_GOAL OF THE EXERCISE_
Reproduce the following records verbatim, omitting the pictures from your reproduction.

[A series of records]
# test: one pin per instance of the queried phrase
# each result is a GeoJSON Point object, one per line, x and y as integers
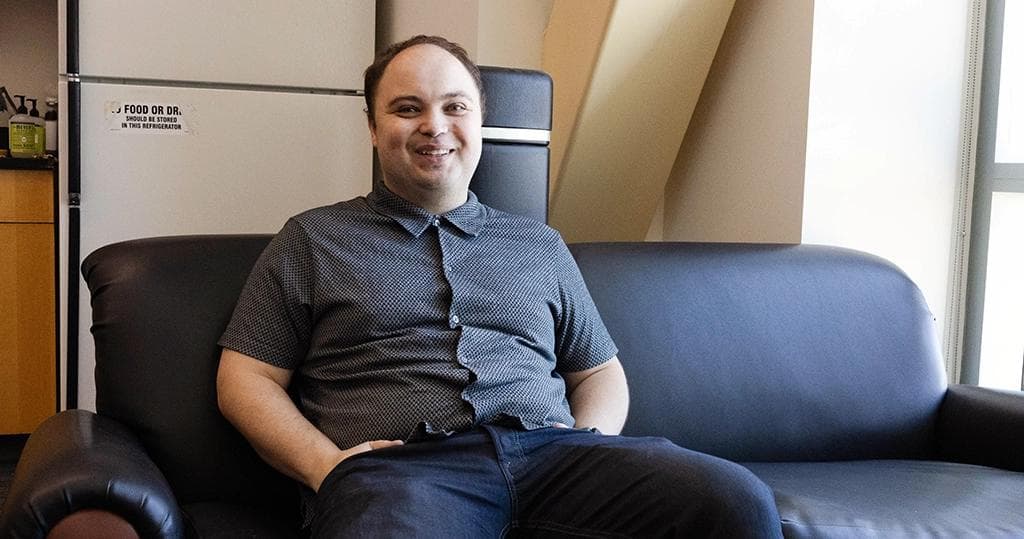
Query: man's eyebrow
{"type": "Point", "coordinates": [415, 98]}
{"type": "Point", "coordinates": [454, 94]}
{"type": "Point", "coordinates": [400, 98]}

_FINISHED EXERCISE_
# test: one pin per instance of the queried phrase
# each result is a GeoJSON Point object, one per line, x and y as integers
Query: man's eyebrow
{"type": "Point", "coordinates": [415, 98]}
{"type": "Point", "coordinates": [454, 94]}
{"type": "Point", "coordinates": [400, 98]}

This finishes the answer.